The 42-year-old sports journalist movingly tells a BBC QED special programme, Hope for Helen, of the devastating impact she fears her death could have on her 14-year-old daughter.

In March this year she was told she had only six months to live after doctors diagnosed inoperable liver and colon cancer.

Helen, who has lost her hair twice during 27 sessions of chemotherapy, tries to remain optimistic about her chances.

"I don't fear death - I fear the carnage I'll leave behind in the sense of an emotionally-stunned child," she told the Radio Times.

"Nothing could prepare Nikki for something so awful. It seems desperately unfair to have a mum you've been incredibly close to - and suddenly you haven't got her.

"We discuss exactly what's happening. We're not morbid - just very matter-of-fact and realistic. Nikki says 'Don't talk like that - you're not going anywhere.'

"You shouldn't say it about your own daughter but I'm proud of her. It's sad she's had this responsibility but thankfully I've rarely been poorly at home."

Facing GCSEs together

Ms Rollason, who was the first female presenter of Grandstand and was back on television reading the sports roundup over the weekend, says of her daughter: "She talks only about the past and the present, not the future. She takes her GCSEs next year and I wish with all my heart I can see her through. I don't dare think beyond that."

"I'm terminally ill and probably won't make it, but I'm going to enjoy every second I have left. I love life and have no intention of leaving without a very good fight."

Helen says the illness has been almost unbearable, recalling a time when she curled up on her sofa and cried: "I thought 'Oh my God, I've had enough'. Images come into your mind of beyond your death and you wish they didn't. I imagine how life will be for Nikki, someone sorting through my clothes - the funeral. You have to give yourself a hell of a strict talking to and say 'It's not going to happen so stuff it.'"

◆ ◆ ◆

*Problem to solve*
Copy everything in the Helen Rollason article from "In March this" down to "the Radio Times.", word for word.

*Provided material*
◆ ◆ ◆

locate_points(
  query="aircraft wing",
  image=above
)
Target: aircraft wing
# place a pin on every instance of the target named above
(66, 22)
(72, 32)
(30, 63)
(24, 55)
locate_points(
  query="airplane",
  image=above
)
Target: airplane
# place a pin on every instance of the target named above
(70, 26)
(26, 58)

◆ ◆ ◆

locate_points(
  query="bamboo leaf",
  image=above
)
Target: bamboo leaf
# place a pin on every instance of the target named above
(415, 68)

◆ ◆ ◆

*Output*
In March this year she was told she had only six months to live after doctors diagnosed inoperable liver and colon cancer.

Helen, who has lost her hair twice during 27 sessions of chemotherapy, tries to remain optimistic about her chances.

"I don't fear death - I fear the carnage I'll leave behind in the sense of an emotionally-stunned child," she told the Radio Times.